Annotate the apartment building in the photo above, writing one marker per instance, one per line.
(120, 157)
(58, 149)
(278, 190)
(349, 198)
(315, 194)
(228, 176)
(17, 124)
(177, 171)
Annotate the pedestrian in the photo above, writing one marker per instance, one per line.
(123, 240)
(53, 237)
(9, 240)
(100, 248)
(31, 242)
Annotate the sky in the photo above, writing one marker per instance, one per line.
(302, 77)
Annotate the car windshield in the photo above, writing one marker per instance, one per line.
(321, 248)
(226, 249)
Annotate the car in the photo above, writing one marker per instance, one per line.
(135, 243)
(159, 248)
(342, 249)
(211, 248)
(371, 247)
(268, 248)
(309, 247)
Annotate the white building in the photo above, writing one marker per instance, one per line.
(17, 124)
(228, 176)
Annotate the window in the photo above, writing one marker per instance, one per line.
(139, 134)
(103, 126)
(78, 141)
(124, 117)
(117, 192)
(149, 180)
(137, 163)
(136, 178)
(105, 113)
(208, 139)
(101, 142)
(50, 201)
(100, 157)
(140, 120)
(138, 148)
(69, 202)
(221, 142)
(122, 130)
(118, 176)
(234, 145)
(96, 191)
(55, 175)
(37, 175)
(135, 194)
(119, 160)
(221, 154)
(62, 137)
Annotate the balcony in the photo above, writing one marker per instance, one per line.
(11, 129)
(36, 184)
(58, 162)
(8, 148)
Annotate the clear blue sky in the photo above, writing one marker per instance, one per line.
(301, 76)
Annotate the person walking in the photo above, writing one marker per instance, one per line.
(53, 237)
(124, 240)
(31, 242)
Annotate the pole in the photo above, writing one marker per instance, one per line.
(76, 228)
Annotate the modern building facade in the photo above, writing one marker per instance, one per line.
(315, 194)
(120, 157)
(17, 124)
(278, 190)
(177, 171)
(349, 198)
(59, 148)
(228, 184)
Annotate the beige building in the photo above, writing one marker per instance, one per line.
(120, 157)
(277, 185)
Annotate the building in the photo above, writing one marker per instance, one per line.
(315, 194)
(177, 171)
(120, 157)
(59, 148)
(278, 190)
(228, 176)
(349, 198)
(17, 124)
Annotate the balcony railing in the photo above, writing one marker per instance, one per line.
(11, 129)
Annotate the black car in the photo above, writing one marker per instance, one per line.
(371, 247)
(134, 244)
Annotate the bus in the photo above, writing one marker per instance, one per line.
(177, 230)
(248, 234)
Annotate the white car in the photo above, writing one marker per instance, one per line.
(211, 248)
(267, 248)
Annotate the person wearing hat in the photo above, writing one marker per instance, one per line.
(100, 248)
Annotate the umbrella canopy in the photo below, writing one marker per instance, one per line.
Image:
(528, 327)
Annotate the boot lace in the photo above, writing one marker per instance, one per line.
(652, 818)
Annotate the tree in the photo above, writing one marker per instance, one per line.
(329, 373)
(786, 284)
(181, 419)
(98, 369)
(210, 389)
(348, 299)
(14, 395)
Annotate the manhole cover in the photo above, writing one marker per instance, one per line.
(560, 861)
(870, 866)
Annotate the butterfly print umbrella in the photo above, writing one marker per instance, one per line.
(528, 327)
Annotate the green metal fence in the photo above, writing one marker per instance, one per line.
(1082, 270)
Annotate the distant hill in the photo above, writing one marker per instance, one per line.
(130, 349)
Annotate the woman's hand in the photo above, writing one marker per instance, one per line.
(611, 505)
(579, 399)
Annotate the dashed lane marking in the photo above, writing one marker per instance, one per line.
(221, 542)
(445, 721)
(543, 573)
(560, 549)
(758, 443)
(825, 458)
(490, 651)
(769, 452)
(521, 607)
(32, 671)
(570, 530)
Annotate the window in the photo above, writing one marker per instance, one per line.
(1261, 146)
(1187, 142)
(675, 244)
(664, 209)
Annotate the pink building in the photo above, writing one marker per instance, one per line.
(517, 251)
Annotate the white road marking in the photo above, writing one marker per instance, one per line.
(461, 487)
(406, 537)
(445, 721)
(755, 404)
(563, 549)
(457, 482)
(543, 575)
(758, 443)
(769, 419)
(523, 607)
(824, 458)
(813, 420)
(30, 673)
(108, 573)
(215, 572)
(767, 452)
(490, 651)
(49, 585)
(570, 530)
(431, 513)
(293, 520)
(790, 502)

━━━

The required output is an exact retyping of the lines from the one that contains "Annotate the woman's" through the last line of the material above.

Annotate the woman's hand in the photo above, writing one marker per instance, one per line.
(611, 505)
(579, 399)
Annotate the dashed lane marking in the photo above, writing one marker per instance, one per line.
(221, 542)
(445, 721)
(543, 573)
(560, 549)
(758, 443)
(825, 458)
(490, 651)
(769, 452)
(521, 607)
(32, 671)
(570, 530)
Annotate the window in the photo above, writing one marker per instance, one per line.
(1261, 146)
(1187, 142)
(675, 244)
(664, 209)
Annotate the pink building in the photo above, writing one marker per instance, one per line.
(517, 251)
Annotate the white road marking in the photo above, writing one marker per instance, one per line.
(461, 487)
(406, 537)
(445, 721)
(755, 404)
(563, 549)
(457, 482)
(543, 575)
(758, 443)
(769, 419)
(523, 607)
(824, 458)
(813, 420)
(30, 673)
(108, 573)
(215, 572)
(767, 452)
(490, 651)
(49, 585)
(570, 530)
(431, 513)
(293, 520)
(790, 502)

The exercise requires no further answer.